Material provided -
§

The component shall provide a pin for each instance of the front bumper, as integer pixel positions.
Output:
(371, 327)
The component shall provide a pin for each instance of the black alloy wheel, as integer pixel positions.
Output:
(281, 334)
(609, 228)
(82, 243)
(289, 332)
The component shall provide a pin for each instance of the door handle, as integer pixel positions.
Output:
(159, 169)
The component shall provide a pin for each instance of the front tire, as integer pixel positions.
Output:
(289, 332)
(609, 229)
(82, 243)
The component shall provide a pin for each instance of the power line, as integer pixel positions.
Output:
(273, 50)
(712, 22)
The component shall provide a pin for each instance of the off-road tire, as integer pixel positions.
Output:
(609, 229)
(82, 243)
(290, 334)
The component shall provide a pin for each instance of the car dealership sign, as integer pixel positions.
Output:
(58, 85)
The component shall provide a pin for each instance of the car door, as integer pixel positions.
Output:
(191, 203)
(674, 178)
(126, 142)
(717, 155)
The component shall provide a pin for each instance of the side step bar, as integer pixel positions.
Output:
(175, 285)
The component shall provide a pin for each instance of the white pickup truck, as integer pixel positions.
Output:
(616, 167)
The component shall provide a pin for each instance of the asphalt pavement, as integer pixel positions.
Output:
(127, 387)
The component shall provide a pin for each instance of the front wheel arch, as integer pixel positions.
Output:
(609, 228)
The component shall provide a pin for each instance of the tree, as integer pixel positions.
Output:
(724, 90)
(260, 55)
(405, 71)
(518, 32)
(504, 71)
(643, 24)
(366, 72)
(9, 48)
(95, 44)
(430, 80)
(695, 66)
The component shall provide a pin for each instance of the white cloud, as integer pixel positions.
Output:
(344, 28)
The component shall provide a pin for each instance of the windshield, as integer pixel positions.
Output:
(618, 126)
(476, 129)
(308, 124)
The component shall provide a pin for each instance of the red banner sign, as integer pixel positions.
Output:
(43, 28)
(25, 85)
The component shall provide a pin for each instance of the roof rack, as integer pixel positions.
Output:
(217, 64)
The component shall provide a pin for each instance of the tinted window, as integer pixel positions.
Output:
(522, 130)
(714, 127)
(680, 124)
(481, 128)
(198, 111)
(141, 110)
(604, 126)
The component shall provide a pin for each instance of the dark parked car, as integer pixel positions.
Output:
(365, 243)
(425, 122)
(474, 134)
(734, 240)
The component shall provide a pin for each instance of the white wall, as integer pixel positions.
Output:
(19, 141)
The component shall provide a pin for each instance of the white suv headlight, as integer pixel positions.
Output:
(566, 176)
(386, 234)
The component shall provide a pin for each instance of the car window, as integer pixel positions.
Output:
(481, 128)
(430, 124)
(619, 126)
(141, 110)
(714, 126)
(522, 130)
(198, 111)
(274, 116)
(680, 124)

§

Exactly as they appear above, print all the entries.

The component shall provide a pin for each instance of the front bumper, as integer pixel positions.
Output:
(371, 327)
The component shall provide a pin for each instance of the black alloy wheel, as integer pixel positions.
Output:
(281, 334)
(609, 228)
(82, 243)
(289, 332)
The component shall provide a pin for each instance of the door handle, as integer pixel positions.
Output:
(159, 169)
The component shall provide a pin for each instance of the front tire, as integer pixel positions.
Output:
(289, 332)
(609, 229)
(82, 243)
The component shall provide a pin for each instance of the power line, as integer pixel positions.
Output:
(273, 50)
(712, 22)
The component shall provide a pin for each instance of the off-road tire, as integer pixel positions.
Output:
(609, 229)
(82, 243)
(290, 334)
The component shall provide a pin for each instance of the car dealership sign, as integer pixel positions.
Output:
(58, 85)
The component shall provide a pin for each instance of the car door, as integer pixel positions.
Output:
(191, 203)
(674, 178)
(126, 142)
(717, 155)
The component shall provide a pin for each instance of the side step bar, as integer pixel positions.
Output:
(175, 285)
The component shall provide a pin for each instance of the white pickup truck, as integer pixel positions.
Output:
(616, 167)
The component shall provide a pin for each instance of the asphalt pavement, as integer pixel positions.
Output:
(127, 387)
The component shall provide a pin for each instance of the front wheel arch, as integer pixel positions.
Output:
(609, 228)
The component shall provide a pin for each instance of the tree, as integer pixel positions.
Output:
(724, 90)
(260, 55)
(405, 71)
(518, 32)
(504, 71)
(643, 24)
(366, 72)
(9, 48)
(95, 44)
(430, 80)
(695, 66)
The component shall provide a pin for each instance of the white cloud, as integer pixel positions.
Output:
(344, 28)
The component shall provide a pin for each instance of the windshield, as integer pixel positions.
Output:
(618, 126)
(476, 129)
(308, 124)
The component shall provide a pin for each instance of the red banner sign, as integer pixel positions.
Output:
(43, 28)
(25, 85)
The component shall provide a pin for each instance of the roof rack, as integer pixel positions.
Output:
(217, 64)
The component shall provide a pin for each instance of the tinted window, as integer pixel positions.
Output:
(522, 130)
(714, 127)
(680, 124)
(481, 128)
(198, 111)
(141, 110)
(604, 126)
The component shall provide a pin for each instance of the dark parked car, as integer pixel positions.
Output:
(365, 243)
(425, 122)
(474, 134)
(734, 240)
The component shall provide a pin for each instance of the white wall, as integer pixel positions.
Output:
(19, 141)
The component shall provide a pin for each instance of the white suv headlight, as integer pixel positions.
Output:
(566, 176)
(386, 234)
The component shall provide a pin for each instance of the car window, as integer pixel positions.
Output:
(481, 128)
(430, 124)
(619, 126)
(141, 110)
(714, 126)
(522, 130)
(198, 111)
(274, 116)
(680, 124)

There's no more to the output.